PROBLEM REQUIREMENTS -
Reproduce every line of the entries below, requests included, but leave out the pictures. Multiply each coordinate in the answers by 1.7 and round to the nearest whole number, with halves going up.

Data pulled from a collection:
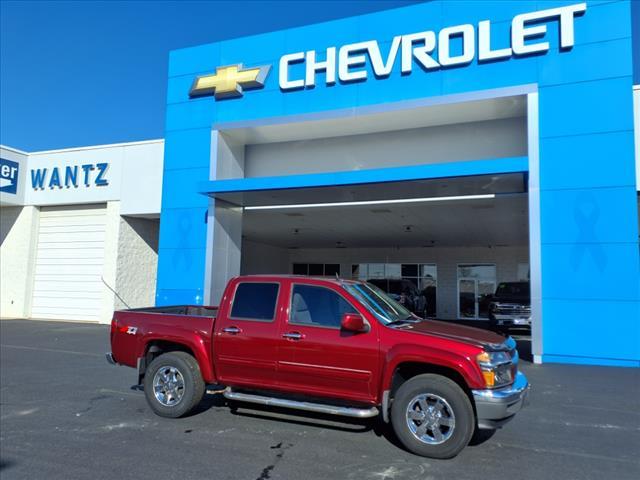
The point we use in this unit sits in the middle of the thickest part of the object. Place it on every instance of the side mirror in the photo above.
(353, 322)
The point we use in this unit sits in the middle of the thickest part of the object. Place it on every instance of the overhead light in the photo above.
(374, 202)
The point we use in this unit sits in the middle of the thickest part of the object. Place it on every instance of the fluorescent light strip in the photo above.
(373, 202)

RESULT FOR THIS EXERCISE -
The point we use in this unit sits in the middle of the thickest part of the object. Place it on every instance of the side mirror in the photo above.
(600, 547)
The point we use in this unit sits in the middle of the thickest part of the object. Place it on every instance of the overhead light in the photo above.
(636, 343)
The point we use in this unit sits in the middle of the thickest part of the object. Place it on every instance of the fluorescent light strip in the photo above.
(634, 343)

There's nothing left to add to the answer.